Supplied passage →
== Segment start ==
*. The star of John Woo burned brightly through the 1990s. He even successfully made the jump from Hong Kong to Hollywood at this time. Today I wonder how many younger action-movie fans even know his name.
*. I’d like to say he’s a great action director, but I might limit this even more and say he’s great at directing gunfights. Of which this movie has many spectacular instances.
*. Spectacular and ridiculous. And clichéd. As in good guys who can’t miss, even firing pistols in both hands while flying through the air, while the bad guys can’t hit the broad side of a barn with automatic weapons from point-blank range. Or the way bad guys are knocked off their feet and blown backward when they get hit while the good guys only get flesh wounds that can be dressed up later with a bit of battlefield surgery and teeth clenching.
*. I guess this is all a debt to Peckinpah’s Wild Bunch, complete with the slow-motion overkill and a seemingly inexhaustible number of squibs. I did, however, wonder why, if Ah Jong is such a pro, he had to keep emptying his guns into people, firing them a dozen times at people who are already dead. That seemed unnecessary.
== Segment end ==
Exercise → Translate this sentence from the movie review into Spanish: "He even successfully made the jump from Hong Kong to Hollywood at this time."

Data to examine →
== Segment start ==
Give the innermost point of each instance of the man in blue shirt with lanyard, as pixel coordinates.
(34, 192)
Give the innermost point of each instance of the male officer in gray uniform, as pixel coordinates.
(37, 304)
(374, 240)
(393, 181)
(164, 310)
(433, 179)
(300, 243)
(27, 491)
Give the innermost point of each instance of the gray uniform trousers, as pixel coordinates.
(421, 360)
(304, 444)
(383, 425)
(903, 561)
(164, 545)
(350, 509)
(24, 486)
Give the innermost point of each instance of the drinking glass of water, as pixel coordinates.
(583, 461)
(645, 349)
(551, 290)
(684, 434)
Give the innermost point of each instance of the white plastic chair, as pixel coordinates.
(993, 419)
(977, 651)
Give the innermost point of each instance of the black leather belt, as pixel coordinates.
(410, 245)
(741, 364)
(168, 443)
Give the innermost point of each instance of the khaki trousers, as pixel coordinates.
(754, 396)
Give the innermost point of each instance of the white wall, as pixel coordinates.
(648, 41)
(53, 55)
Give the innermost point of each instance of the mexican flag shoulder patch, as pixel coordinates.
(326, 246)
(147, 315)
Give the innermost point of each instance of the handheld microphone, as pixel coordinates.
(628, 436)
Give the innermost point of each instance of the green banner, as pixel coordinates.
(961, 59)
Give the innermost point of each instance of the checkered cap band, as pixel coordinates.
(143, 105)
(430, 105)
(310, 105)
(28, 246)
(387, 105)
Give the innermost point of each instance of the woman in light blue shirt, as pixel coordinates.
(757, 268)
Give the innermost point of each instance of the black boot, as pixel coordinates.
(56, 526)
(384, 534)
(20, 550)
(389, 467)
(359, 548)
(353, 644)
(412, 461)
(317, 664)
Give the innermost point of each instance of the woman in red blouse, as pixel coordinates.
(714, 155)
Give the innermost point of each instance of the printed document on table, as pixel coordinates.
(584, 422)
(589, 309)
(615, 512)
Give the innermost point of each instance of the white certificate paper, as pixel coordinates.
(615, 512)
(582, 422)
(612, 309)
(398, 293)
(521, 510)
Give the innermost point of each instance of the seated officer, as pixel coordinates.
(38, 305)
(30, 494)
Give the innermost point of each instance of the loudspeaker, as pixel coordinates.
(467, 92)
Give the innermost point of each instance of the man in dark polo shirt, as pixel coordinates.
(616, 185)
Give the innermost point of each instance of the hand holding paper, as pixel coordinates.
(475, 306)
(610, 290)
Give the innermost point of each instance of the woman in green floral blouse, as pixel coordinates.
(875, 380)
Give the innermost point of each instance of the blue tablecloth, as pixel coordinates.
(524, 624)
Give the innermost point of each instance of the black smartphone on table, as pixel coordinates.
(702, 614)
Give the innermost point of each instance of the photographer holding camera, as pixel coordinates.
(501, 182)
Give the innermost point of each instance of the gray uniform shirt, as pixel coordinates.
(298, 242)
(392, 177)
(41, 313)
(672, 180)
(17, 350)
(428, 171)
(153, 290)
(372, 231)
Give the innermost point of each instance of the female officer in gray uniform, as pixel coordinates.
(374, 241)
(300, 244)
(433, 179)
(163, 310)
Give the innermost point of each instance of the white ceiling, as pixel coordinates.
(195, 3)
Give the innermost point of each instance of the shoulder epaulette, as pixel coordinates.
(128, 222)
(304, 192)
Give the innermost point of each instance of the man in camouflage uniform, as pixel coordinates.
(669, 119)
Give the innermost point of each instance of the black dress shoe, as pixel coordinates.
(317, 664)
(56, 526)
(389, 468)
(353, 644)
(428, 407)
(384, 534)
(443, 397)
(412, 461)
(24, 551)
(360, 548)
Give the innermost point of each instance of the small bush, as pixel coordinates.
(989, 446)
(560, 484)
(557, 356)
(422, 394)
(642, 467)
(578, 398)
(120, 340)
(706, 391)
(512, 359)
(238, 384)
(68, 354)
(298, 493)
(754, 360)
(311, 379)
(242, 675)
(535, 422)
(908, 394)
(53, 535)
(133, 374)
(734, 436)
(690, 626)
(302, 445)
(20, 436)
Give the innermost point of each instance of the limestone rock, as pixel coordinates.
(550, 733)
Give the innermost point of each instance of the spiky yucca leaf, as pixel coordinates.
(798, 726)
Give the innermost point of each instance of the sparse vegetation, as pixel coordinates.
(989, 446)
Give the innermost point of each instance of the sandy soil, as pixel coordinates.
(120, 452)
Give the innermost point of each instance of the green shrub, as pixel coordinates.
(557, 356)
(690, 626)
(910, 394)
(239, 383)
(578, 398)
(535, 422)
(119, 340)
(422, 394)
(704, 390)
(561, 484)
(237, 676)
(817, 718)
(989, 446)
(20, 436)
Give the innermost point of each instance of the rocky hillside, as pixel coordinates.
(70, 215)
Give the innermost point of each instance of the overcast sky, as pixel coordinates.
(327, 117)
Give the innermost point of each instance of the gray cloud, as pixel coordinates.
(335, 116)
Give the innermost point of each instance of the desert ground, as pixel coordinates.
== Segment end ==
Your solution → Incluso dio con éxito el salto de Hong Kong a Hollywood en esa época.